— START INPUT FOR THIS TASK —

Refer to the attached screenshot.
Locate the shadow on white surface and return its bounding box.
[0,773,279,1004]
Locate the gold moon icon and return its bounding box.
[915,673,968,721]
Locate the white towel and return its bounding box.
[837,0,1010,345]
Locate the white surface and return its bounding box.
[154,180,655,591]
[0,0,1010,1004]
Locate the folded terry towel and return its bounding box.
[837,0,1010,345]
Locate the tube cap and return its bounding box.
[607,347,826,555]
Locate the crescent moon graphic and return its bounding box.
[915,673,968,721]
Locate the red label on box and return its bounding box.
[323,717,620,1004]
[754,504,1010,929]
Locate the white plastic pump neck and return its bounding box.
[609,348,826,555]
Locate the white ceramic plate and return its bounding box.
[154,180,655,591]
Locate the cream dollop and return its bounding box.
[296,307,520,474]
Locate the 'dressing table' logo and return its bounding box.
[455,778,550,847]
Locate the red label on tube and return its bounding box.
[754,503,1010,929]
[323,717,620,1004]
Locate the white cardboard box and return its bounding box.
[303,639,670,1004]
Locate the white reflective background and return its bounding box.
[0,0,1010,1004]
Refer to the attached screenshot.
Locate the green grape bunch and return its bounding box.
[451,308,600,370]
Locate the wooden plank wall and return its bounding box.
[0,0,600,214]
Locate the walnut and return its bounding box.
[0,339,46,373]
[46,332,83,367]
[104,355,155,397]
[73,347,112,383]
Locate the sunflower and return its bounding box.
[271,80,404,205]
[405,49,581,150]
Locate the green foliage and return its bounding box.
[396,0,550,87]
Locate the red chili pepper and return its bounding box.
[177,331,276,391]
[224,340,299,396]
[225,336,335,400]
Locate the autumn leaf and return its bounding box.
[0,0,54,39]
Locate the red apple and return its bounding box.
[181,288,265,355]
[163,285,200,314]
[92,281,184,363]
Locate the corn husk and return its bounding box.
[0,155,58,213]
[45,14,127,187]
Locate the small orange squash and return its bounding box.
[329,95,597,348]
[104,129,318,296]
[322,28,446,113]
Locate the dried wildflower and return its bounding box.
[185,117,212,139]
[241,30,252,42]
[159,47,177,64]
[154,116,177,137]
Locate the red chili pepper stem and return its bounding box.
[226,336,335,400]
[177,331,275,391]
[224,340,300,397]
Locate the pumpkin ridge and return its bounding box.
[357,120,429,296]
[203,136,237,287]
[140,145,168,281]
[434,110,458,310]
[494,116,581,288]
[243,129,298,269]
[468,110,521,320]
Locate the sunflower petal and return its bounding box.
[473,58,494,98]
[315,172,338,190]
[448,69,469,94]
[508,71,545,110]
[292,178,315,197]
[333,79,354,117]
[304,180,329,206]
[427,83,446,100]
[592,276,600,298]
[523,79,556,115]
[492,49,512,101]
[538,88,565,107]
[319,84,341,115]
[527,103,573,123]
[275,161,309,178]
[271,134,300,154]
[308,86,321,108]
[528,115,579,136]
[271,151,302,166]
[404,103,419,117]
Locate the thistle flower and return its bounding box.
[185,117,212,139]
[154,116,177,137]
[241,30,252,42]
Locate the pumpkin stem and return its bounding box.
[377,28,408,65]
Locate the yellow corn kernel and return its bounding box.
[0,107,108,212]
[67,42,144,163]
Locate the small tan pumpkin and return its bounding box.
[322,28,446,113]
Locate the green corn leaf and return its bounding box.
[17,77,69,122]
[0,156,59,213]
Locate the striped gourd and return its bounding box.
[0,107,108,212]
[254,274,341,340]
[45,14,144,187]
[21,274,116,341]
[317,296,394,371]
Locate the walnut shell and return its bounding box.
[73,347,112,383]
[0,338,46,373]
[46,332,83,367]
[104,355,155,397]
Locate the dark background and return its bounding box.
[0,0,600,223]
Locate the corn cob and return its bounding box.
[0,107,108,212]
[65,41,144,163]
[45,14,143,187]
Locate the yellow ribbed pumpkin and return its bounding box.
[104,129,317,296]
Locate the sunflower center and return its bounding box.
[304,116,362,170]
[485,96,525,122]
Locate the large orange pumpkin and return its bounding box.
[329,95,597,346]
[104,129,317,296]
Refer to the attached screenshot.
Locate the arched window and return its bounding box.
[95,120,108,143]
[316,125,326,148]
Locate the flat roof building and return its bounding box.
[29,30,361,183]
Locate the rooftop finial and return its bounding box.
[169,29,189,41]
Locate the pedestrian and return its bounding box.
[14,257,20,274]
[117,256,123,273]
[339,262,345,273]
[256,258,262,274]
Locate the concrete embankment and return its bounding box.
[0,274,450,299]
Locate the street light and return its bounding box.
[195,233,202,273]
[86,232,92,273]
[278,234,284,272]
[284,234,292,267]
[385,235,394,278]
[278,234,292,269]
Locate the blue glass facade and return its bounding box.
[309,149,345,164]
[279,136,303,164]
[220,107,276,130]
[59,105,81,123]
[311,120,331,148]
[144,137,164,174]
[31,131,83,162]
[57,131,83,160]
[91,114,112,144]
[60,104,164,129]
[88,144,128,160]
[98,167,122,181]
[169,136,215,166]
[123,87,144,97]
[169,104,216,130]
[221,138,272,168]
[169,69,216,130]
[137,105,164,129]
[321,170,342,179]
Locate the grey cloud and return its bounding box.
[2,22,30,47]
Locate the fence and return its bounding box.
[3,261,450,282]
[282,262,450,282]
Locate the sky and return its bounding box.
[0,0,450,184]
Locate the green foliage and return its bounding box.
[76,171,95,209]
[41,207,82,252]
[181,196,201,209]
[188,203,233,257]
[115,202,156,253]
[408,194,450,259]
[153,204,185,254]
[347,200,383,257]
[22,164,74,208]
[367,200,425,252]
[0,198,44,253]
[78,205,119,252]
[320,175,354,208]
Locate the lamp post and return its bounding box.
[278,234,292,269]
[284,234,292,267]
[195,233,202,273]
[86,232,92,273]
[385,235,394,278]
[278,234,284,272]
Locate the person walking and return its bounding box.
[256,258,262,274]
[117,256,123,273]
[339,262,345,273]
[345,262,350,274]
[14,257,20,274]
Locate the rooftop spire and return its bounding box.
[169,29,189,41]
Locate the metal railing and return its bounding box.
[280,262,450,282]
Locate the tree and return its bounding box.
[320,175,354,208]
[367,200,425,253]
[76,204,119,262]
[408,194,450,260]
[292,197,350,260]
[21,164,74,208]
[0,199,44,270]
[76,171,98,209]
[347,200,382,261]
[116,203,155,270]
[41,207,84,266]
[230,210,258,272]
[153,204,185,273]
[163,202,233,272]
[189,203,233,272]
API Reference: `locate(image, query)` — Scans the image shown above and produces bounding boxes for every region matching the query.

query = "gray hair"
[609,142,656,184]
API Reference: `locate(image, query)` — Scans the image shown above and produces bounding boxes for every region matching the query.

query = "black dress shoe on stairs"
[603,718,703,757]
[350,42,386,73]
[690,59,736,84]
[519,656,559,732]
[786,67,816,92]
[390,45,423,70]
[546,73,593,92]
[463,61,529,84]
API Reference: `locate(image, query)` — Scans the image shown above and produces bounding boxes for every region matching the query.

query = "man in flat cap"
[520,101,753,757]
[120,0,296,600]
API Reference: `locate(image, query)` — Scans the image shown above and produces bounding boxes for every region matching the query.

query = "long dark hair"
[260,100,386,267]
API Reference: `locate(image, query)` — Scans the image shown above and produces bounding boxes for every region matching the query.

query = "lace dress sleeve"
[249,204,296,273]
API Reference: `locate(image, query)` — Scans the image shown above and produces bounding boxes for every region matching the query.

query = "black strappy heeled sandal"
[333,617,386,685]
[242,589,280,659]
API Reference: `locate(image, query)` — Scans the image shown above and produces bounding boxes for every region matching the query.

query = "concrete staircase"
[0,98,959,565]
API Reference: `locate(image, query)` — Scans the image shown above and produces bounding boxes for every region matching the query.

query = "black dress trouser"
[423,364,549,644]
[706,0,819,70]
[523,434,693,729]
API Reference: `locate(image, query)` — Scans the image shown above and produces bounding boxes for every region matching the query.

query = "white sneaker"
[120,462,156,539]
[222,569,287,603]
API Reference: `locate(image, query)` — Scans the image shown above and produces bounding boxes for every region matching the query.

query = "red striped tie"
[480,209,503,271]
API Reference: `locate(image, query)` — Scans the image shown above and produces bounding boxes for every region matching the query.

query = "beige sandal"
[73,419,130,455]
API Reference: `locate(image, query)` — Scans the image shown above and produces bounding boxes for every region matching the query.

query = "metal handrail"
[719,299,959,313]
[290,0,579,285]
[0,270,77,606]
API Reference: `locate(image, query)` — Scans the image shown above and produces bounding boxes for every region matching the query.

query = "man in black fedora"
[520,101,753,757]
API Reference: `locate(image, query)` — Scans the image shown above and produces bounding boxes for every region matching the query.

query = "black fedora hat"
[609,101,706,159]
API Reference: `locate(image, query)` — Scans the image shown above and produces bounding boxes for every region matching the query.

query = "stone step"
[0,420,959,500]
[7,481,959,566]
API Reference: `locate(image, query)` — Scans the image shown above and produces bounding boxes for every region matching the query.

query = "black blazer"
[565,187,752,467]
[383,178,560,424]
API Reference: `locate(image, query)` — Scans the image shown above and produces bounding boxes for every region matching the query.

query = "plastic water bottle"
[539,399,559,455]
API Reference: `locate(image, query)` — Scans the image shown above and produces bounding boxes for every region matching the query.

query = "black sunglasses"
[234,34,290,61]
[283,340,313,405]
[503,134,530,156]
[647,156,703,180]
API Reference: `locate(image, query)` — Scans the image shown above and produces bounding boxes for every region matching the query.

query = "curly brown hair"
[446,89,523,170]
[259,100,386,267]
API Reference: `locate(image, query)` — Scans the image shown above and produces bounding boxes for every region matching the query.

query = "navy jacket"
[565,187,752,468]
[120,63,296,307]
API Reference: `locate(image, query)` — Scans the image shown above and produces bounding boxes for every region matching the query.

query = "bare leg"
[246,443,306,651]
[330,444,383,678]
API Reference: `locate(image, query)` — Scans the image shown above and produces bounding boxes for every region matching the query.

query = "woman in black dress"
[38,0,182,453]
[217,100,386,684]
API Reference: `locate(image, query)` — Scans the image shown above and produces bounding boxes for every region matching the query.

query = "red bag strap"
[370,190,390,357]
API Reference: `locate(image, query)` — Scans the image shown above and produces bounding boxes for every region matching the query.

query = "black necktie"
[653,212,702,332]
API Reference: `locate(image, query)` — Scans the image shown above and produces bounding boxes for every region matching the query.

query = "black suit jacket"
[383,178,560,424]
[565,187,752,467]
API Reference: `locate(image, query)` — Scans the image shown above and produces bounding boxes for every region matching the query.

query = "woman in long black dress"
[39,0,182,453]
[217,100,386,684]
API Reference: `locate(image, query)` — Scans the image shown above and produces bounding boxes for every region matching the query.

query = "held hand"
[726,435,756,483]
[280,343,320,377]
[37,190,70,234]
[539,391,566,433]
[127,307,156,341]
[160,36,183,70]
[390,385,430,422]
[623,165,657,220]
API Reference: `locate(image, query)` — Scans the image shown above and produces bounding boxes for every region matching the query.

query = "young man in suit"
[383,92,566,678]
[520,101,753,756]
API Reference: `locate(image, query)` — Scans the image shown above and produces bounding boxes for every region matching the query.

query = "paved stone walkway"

— END INPUT FOR THIS TASK —

[WHAT THE EXERCISE ASKS]: Copy the data from its start through the line containing "[451,308,600,370]", keeping every line, including those without coordinates, and shift each coordinate in the answers by -27.

[ANSWER TO THIS PROBLEM]:
Refer to the attached screenshot.
Locate the shadow on white surface and return its bounding box.
[-27,746,252,977]
Locate the gold moon icon and return its bounding box.
[888,646,941,694]
Locate the white towel and return its bounding box.
[810,-27,983,318]
Locate the white surface and return its bounding box.
[127,153,628,564]
[-27,-27,983,977]
Locate the folded terry towel and return its bounding box.
[810,-27,983,318]
Locate the tube cap and return its bounding box.
[580,320,799,528]
Locate the crescent moon graphic and return its bounding box.
[888,646,941,694]
Locate the red label on box and return its bounding box.
[296,690,593,977]
[727,477,983,902]
Locate the white plastic pump neck and return its bounding box.
[582,321,799,528]
Locate the white ceramic plate and return its bounding box.
[127,153,628,564]
Locate the cream dollop and return its bounding box.
[269,280,493,447]
Locate the 'dressing table' logo and return its bounding box.
[428,751,523,820]
Locate the red label on tube and return its bounding box.
[727,476,983,902]
[296,690,593,977]
Locate the white cardboard box and return its bounding box.
[276,612,643,977]
Locate the white reflective background and return its bounding box.
[-27,-27,983,977]
Refer to the attached screenshot.
Locate the green grape bunch and return its bounding box.
[424,281,573,343]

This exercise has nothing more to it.